**Records for this exercise**
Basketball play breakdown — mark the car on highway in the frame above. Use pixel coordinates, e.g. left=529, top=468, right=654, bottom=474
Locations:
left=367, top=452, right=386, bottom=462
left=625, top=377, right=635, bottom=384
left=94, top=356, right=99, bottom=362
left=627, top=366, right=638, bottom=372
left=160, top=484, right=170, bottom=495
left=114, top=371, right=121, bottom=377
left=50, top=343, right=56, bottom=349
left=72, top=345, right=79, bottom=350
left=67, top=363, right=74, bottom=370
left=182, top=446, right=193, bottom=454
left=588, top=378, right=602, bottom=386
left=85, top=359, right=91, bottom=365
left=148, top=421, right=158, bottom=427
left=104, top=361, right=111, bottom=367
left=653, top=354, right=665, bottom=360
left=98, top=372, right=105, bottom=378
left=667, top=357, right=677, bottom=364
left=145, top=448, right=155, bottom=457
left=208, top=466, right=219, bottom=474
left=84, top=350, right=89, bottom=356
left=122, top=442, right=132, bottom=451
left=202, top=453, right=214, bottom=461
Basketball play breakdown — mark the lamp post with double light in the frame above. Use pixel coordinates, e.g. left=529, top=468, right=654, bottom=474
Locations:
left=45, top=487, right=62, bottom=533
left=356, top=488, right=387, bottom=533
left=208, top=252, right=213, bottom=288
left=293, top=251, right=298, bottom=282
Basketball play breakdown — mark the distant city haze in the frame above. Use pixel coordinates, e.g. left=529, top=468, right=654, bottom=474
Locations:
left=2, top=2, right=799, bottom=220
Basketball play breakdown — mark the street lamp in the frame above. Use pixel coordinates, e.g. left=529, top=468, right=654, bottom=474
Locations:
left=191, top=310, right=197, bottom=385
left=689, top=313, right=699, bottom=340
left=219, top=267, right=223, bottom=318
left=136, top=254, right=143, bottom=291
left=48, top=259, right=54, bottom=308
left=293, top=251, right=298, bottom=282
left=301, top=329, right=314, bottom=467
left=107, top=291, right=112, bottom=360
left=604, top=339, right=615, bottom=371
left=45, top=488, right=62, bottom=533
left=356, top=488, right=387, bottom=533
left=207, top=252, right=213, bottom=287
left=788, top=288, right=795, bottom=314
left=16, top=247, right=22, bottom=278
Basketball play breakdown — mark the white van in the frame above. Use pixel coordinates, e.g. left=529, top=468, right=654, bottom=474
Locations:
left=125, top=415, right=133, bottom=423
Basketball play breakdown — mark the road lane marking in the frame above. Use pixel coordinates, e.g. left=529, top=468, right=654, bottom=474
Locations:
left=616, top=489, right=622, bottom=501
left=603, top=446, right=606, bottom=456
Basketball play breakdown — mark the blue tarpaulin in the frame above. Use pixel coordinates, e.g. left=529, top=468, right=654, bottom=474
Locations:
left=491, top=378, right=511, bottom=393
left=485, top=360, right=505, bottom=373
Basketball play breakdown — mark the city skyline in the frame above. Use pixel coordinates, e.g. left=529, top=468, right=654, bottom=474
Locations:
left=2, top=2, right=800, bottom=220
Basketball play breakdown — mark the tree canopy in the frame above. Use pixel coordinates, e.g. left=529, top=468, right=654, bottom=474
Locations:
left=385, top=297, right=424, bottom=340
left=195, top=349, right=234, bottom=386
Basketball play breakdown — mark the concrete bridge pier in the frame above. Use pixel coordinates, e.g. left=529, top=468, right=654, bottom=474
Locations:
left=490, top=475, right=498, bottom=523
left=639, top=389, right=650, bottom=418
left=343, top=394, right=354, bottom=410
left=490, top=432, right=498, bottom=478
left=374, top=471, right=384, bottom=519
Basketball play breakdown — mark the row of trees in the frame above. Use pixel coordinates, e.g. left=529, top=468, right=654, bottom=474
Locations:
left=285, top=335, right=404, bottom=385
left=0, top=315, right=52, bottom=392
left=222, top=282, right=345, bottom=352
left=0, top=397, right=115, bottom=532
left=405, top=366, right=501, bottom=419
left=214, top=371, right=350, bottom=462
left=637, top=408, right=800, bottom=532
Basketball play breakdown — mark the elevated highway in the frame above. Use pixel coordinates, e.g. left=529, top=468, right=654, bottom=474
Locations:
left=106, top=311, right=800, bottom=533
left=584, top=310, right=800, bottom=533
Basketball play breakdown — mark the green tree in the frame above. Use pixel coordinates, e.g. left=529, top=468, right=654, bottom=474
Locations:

**Exercise objective**
From the first line of the listing above to the line with "Basketball play breakdown — mark the lamp", please transcribe each line exactly, both ends included, and nothing beyond that.

**Exercise result**
Basketball play breakdown — mark the car on highway in the frame above. Use pixel coordinates, e.g. left=529, top=468, right=654, bottom=474
Locations:
left=367, top=452, right=386, bottom=462
left=625, top=377, right=635, bottom=384
left=94, top=356, right=99, bottom=362
left=627, top=366, right=638, bottom=372
left=160, top=484, right=170, bottom=495
left=114, top=371, right=121, bottom=377
left=50, top=343, right=56, bottom=349
left=72, top=345, right=79, bottom=350
left=67, top=363, right=74, bottom=370
left=182, top=446, right=193, bottom=454
left=588, top=378, right=602, bottom=386
left=85, top=359, right=91, bottom=365
left=148, top=421, right=158, bottom=427
left=104, top=361, right=111, bottom=367
left=653, top=354, right=665, bottom=360
left=98, top=372, right=105, bottom=378
left=667, top=357, right=677, bottom=364
left=145, top=448, right=155, bottom=457
left=208, top=466, right=219, bottom=474
left=84, top=350, right=89, bottom=356
left=122, top=442, right=132, bottom=451
left=202, top=453, right=214, bottom=461
Basketball play breakdown — mark the lamp post with double light in the frame above. Use pixel coordinates, e.g. left=529, top=468, right=654, bottom=474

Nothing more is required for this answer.